CONSIGNE — Dans le texte sur les pères et l’attachement, recopiez le passage qui commence aux mots « Les pères consolent-ils » et s’arrête après « le temps nécessaire. », en remplaçant « signaux » par « appels ».

TEXTE FOURNI —

○ ○ ○ ○ ○ ○ ○

Les pères consolent-ils moins bien que les mères ?
En vertu de la théorie de l’attachement, les enfants s’attachent aux personnes qui s’occupent de leurs besoins essentiels dans la durée et de manière fiable. A cet effet, il faut que les signaux de l’enfant soient perçus, qu’ils soient interprétés correctement et que les intéressés y réagissent rapidement et de manière appropriée. Pour pouvoir le faire, les personnes qui s’occupent de l’enfant doivent très bien le connaître. Ceci nécessite du temps. Plus il y a du temps à disposition, mieux on parvient à connaître l’enfant. Ceci est également valable en sens inverse : l’enfant a besoin de temps pour se familiariser avec le comportement des personnes qui s’occupent de lui. En Suisse, les pères n’ont souvent pas le temps nécessaire.
Depuis 2021, les pères ont droit à un congé paternité de deux semaines. Durant ces semaines, ils ont le temps de faire la connaissance de leur enfant et de connaître ses signaux. Ils apprennent à voir s’il est fatigué, s’il a faim ou s’il aimerait un contact physique. Cette période est très courte et par la suite, le temps disponible pour mieux connaître l’enfant sera plus limité. L’enfant grandit et franchit rapidement d’autres stades de développement.

○ ○ ○ ○ ○ ○ ○

Données recueillies
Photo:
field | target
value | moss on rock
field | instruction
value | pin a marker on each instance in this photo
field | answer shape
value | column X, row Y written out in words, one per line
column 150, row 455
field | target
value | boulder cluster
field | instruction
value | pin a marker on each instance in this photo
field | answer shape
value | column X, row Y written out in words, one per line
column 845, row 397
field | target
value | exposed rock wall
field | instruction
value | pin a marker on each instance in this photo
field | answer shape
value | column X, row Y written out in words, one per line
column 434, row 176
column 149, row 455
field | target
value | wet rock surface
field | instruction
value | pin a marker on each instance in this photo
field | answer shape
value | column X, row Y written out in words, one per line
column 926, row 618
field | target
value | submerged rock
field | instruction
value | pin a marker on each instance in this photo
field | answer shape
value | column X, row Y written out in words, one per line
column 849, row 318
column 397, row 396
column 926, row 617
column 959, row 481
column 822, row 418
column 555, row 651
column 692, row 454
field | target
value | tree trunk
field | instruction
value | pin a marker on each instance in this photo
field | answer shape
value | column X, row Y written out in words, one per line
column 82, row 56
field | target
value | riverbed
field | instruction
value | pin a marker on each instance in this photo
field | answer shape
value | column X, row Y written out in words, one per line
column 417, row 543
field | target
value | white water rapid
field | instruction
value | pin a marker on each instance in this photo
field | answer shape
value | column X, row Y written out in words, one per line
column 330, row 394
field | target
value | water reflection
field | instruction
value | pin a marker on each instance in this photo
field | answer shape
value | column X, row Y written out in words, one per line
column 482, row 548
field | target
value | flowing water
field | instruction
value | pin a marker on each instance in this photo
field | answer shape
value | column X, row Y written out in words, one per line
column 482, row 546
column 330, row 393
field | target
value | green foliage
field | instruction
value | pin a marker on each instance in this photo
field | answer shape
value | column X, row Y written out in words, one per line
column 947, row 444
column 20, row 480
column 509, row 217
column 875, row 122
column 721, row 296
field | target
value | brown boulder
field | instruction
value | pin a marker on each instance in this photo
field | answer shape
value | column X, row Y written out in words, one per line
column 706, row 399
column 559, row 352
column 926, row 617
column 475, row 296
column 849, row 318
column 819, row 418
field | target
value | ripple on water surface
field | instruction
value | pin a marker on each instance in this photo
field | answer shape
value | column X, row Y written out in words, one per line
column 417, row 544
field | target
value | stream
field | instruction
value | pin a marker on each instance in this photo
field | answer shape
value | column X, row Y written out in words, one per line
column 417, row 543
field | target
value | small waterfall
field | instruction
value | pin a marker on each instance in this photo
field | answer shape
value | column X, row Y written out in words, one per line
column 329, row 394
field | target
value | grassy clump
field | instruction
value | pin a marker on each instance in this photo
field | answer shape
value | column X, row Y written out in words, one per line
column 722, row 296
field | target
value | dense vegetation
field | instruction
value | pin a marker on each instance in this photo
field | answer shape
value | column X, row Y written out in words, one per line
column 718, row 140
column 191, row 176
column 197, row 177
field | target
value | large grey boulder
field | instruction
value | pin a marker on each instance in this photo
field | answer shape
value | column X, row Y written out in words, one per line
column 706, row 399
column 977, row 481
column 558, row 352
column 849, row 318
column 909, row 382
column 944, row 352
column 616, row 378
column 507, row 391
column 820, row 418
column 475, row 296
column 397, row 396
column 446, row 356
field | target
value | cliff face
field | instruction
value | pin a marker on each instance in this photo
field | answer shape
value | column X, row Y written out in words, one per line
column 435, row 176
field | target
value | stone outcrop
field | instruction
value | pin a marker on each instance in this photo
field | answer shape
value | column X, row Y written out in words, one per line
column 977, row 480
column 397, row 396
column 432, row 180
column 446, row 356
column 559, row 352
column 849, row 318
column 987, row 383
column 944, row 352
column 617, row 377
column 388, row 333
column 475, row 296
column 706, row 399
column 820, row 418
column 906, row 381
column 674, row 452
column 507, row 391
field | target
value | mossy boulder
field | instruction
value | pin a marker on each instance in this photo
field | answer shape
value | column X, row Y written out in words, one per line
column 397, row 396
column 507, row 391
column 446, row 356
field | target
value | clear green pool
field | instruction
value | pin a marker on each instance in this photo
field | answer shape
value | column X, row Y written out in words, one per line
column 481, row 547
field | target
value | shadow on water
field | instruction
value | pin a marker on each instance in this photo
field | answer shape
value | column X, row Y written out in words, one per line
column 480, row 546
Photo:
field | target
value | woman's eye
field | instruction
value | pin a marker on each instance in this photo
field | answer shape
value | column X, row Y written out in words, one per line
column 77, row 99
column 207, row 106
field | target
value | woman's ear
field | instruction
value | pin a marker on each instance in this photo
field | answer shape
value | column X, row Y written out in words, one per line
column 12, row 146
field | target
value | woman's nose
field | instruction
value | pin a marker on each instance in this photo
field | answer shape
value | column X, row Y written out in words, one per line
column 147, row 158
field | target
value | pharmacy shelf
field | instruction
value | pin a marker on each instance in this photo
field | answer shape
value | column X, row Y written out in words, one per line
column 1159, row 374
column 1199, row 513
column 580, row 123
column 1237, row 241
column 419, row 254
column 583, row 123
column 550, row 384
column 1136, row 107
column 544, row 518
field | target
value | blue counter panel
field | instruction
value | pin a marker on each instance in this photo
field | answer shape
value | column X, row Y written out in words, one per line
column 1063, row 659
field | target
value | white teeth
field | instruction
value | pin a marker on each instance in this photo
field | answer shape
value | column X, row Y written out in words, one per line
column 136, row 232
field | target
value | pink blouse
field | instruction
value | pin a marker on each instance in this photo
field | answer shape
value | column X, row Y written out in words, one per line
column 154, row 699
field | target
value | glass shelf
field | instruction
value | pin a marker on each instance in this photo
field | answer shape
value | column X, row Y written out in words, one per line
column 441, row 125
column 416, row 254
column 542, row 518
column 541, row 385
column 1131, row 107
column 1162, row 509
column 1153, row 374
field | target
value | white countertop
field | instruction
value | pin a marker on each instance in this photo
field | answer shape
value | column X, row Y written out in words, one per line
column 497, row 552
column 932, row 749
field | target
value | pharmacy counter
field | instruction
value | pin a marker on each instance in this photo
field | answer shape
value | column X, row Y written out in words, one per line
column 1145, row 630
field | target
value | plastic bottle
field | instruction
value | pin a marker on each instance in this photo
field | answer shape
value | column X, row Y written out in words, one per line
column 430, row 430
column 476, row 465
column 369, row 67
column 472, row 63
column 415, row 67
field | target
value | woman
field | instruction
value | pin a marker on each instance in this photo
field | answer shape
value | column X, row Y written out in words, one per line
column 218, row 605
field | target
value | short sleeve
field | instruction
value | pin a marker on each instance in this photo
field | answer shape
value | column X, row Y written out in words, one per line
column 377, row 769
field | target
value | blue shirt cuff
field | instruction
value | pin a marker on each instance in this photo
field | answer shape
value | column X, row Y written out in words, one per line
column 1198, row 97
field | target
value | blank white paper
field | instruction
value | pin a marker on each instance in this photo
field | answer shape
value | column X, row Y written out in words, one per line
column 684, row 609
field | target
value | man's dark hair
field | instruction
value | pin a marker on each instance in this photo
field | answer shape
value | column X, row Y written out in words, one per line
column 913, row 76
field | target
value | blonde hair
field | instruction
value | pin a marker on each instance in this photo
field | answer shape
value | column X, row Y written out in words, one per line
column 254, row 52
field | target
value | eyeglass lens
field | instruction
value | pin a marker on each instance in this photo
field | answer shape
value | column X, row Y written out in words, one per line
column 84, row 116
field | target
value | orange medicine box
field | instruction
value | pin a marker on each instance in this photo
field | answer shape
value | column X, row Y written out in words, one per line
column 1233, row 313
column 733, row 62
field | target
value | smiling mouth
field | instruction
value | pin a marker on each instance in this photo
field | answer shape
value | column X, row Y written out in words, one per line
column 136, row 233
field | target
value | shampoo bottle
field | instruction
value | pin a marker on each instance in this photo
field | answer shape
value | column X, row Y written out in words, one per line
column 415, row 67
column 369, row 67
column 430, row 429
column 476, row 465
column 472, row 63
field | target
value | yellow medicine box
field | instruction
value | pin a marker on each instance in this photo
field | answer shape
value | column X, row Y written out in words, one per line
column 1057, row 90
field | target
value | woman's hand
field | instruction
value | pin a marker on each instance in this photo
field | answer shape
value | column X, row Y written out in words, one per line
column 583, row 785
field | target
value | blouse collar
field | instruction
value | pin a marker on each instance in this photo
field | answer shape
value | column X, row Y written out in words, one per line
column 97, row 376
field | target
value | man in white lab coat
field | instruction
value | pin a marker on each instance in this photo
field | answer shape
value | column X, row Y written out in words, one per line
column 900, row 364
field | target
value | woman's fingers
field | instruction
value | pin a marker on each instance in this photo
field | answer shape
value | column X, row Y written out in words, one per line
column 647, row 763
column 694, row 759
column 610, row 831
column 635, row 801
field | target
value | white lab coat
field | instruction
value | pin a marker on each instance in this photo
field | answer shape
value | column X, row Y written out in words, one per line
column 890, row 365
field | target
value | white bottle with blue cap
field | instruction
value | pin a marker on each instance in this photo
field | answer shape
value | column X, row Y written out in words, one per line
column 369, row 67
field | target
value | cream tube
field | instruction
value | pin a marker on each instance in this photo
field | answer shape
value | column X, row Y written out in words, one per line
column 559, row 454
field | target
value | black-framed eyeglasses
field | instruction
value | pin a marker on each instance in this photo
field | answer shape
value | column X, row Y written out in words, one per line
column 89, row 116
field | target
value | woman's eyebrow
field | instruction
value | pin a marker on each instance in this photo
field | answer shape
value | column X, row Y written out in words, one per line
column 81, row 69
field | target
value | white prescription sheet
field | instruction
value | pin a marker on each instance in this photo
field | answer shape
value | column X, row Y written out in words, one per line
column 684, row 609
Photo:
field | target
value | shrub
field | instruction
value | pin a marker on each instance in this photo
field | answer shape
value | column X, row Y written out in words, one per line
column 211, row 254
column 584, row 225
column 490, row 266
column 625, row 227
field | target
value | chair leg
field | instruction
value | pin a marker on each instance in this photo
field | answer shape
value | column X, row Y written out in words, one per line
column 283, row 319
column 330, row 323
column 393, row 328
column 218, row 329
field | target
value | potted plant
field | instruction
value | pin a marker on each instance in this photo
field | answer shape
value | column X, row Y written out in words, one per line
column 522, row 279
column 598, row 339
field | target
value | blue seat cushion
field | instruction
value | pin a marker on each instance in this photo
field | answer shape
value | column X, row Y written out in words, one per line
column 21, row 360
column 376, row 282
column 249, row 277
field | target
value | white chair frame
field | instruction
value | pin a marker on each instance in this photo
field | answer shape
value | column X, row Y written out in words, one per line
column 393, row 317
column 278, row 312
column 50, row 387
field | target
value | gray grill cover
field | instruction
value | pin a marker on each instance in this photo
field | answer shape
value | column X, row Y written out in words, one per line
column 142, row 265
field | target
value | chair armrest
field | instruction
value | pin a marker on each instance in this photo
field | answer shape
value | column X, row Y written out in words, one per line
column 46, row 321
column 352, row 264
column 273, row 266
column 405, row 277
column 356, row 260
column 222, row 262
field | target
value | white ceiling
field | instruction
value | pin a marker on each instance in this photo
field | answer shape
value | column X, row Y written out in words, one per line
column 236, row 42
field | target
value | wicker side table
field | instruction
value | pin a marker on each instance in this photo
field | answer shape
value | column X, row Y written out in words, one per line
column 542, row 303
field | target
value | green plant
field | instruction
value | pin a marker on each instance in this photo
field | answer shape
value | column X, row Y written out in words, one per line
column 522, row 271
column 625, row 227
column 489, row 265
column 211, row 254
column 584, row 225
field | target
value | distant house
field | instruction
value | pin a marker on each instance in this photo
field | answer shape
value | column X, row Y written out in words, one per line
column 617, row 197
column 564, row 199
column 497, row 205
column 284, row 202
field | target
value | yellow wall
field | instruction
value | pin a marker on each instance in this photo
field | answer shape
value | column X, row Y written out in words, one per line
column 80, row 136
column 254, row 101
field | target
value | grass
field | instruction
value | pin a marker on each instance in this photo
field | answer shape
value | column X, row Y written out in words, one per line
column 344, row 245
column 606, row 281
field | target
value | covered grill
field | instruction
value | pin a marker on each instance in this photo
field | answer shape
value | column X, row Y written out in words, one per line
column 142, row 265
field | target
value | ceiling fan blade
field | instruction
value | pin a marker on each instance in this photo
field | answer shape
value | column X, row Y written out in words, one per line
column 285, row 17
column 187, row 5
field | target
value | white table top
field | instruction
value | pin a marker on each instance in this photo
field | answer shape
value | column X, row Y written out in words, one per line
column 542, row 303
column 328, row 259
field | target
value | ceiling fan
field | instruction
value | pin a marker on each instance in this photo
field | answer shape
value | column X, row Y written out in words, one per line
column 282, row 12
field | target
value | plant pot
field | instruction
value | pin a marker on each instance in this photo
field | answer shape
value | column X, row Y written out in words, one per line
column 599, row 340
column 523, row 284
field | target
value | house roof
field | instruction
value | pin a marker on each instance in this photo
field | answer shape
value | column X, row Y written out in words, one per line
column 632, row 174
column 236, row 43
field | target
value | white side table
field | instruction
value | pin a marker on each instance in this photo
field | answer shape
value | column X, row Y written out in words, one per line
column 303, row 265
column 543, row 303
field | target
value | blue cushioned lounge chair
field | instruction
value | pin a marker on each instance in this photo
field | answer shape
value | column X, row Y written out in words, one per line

○ ○ ○ ○ ○ ○ ○

TRAVAIL RENDU —
Les pères consolent-ils moins bien que les mères ?
En vertu de la théorie de l’attachement, les enfants s’attachent aux personnes qui s’occupent de leurs besoins essentiels dans la durée et de manière fiable. A cet effet, il faut que les appels de l’enfant soient perçus, qu’ils soient interprétés correctement et que les intéressés y réagissent rapidement et de manière appropriée. Pour pouvoir le faire, les personnes qui s’occupent de l’enfant doivent très bien le connaître. Ceci nécessite du temps. Plus il y a du temps à disposition, mieux on parvient à connaître l’enfant. Ceci est également valable en sens inverse : l’enfant a besoin de temps pour se familiariser avec le comportement des personnes qui s’occupent de lui. En Suisse, les pères n’ont souvent pas le temps nécessaire.